• **WHAT IS NEEDED**: Repeat word for word everything from the line containing "Kindly put a point on every instance of the screw" to the end of the listing, first and last lines included, and only that.

** START EXERCISE MATERIALS **

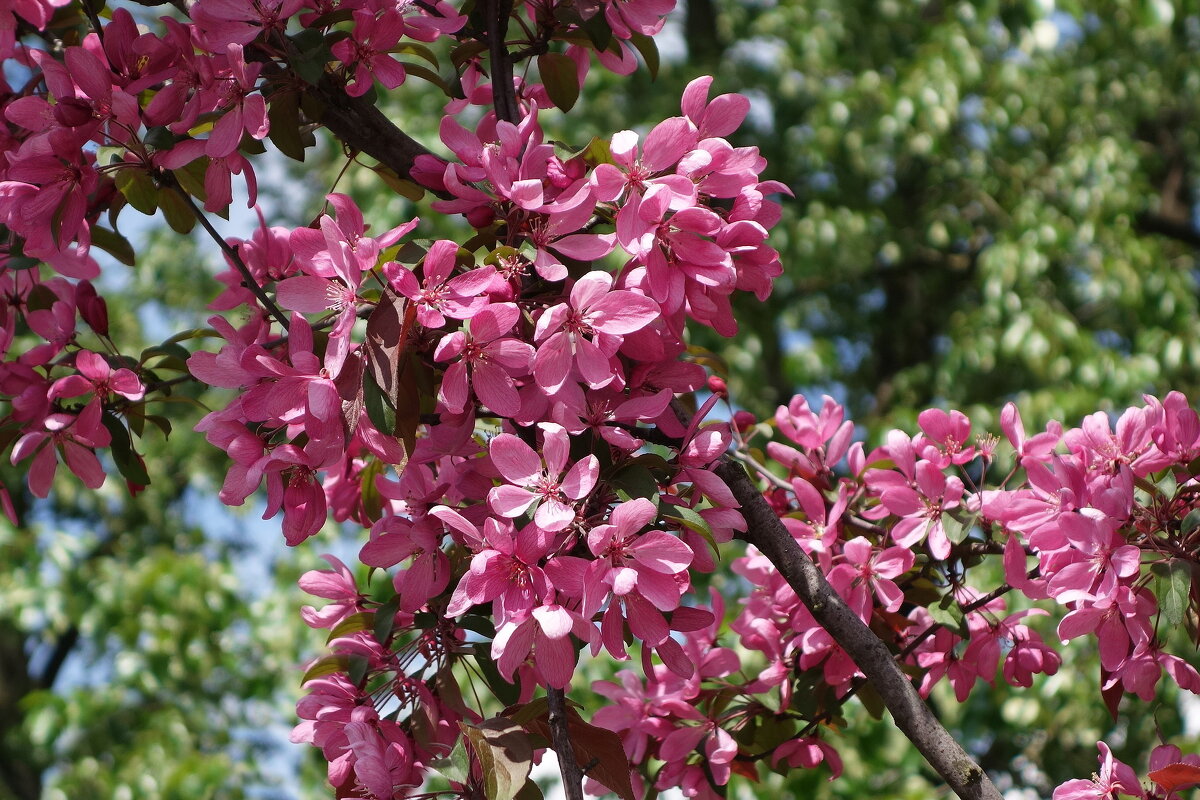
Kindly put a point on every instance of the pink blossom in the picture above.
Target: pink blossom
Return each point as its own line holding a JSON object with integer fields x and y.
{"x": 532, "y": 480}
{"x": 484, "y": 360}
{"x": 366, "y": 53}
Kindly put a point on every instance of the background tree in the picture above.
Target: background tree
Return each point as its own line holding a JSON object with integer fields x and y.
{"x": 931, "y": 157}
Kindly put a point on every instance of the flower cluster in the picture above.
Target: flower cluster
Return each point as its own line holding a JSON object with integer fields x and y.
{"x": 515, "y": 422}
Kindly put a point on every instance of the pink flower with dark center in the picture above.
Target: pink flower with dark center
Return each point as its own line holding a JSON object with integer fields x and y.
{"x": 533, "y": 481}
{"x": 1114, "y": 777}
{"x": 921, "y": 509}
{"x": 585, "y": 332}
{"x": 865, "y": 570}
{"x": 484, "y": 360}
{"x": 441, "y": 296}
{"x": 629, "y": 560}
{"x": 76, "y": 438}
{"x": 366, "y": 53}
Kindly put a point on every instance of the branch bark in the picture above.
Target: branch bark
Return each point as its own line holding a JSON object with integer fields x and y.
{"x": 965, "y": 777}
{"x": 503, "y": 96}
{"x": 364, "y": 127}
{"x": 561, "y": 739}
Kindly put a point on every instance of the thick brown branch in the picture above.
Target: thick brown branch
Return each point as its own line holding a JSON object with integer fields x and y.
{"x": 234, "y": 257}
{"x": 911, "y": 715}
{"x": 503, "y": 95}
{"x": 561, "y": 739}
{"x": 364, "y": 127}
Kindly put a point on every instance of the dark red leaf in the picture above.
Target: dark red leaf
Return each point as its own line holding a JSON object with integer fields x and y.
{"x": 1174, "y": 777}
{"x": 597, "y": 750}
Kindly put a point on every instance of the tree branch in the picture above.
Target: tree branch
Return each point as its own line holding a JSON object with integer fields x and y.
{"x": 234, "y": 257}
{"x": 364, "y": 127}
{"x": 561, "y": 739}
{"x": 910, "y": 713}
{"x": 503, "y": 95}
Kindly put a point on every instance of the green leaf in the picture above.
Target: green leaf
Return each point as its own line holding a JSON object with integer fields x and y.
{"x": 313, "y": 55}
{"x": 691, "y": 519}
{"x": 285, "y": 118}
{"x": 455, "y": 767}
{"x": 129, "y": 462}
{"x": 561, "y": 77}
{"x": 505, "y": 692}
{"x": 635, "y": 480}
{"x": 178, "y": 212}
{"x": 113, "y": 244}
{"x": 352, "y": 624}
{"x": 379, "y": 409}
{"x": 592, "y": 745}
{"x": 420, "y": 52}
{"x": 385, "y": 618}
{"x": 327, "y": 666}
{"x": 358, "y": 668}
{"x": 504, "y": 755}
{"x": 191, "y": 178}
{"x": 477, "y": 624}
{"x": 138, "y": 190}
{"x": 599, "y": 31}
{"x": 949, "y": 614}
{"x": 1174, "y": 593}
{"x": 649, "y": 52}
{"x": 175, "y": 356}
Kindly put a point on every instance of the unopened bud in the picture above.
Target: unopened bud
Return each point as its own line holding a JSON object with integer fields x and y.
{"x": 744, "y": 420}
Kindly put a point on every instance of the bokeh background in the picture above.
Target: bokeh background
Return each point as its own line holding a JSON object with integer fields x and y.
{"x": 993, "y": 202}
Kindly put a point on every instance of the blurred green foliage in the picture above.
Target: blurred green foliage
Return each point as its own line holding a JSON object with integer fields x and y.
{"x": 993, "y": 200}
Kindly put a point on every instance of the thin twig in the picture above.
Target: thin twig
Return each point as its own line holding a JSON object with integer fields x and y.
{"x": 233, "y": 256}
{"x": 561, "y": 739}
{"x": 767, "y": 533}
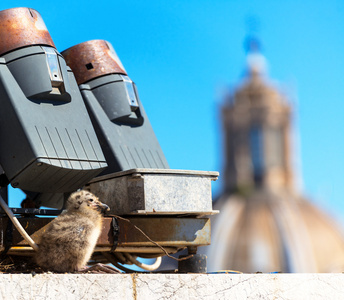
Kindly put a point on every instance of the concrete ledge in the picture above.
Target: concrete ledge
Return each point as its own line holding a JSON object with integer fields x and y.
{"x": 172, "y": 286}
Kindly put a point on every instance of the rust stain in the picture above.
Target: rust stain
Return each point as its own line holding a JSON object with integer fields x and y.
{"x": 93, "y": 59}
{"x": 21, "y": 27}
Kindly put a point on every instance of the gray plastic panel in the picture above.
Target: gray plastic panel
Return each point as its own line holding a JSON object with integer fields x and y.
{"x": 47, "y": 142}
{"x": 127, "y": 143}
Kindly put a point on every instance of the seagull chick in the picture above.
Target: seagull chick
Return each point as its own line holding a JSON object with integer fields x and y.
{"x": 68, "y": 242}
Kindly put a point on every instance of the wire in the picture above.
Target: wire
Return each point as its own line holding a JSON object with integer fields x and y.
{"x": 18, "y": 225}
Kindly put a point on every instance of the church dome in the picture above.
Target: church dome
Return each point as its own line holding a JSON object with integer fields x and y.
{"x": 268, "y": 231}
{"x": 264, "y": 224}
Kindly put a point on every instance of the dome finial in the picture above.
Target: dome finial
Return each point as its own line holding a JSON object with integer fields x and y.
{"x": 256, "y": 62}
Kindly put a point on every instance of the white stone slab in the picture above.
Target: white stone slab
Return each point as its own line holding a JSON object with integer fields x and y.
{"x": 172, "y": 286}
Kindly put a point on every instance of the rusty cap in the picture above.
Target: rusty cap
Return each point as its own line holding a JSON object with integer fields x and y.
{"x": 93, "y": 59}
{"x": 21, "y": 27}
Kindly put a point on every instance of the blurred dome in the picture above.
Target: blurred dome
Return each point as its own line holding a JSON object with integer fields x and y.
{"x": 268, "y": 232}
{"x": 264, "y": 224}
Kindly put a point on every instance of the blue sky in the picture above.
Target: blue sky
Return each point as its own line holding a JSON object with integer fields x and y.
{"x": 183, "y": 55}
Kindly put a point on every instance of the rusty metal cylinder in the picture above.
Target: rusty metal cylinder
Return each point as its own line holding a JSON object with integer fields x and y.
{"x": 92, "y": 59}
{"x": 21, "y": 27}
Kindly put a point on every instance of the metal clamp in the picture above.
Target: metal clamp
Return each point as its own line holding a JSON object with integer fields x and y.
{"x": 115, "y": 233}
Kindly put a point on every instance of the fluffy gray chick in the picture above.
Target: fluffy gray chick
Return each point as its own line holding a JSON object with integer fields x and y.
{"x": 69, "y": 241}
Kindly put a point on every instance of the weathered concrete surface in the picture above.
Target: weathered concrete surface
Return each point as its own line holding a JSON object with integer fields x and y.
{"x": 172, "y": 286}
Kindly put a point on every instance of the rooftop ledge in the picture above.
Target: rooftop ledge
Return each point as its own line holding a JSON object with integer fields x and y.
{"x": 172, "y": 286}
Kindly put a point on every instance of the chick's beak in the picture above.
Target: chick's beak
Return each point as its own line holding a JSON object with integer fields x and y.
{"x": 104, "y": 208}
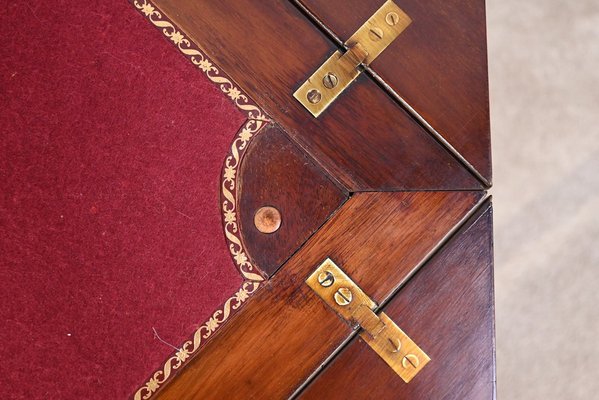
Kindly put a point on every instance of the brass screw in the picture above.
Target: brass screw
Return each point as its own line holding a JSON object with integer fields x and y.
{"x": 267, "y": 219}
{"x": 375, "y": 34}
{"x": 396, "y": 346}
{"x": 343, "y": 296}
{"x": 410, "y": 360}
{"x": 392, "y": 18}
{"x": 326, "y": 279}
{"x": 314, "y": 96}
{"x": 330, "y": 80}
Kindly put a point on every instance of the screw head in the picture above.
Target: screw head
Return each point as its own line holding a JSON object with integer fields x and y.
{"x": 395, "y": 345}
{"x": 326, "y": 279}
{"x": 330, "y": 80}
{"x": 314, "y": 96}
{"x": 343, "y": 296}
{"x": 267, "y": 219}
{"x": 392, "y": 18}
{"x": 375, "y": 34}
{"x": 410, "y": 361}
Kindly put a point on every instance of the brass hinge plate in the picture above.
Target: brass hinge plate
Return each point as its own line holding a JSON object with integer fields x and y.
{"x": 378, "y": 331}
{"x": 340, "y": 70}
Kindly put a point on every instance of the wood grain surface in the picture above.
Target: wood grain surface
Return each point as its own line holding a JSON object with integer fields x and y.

** END EXERCISE MATERIALS **

• **EXERCISE RESPONSE**:
Kindly put a point on every instance of the screw head in the picture above.
Target: screw head
Return each point as its own line holding a JSON object with integer fields x and y.
{"x": 395, "y": 345}
{"x": 326, "y": 279}
{"x": 330, "y": 80}
{"x": 314, "y": 96}
{"x": 343, "y": 296}
{"x": 267, "y": 219}
{"x": 392, "y": 18}
{"x": 375, "y": 34}
{"x": 410, "y": 361}
Kindly put a point on every instance of the brass hinge plate in the picture above.
Target: brass hinge plate
Return each point as its own line holding a JSON object with integer fields x and y.
{"x": 378, "y": 331}
{"x": 340, "y": 70}
Kindly put a point on every instance of the wood grain surface in the picture above.
Target: wood grain surface
Return each point as its own line holding a JSON object with integer fields x and y.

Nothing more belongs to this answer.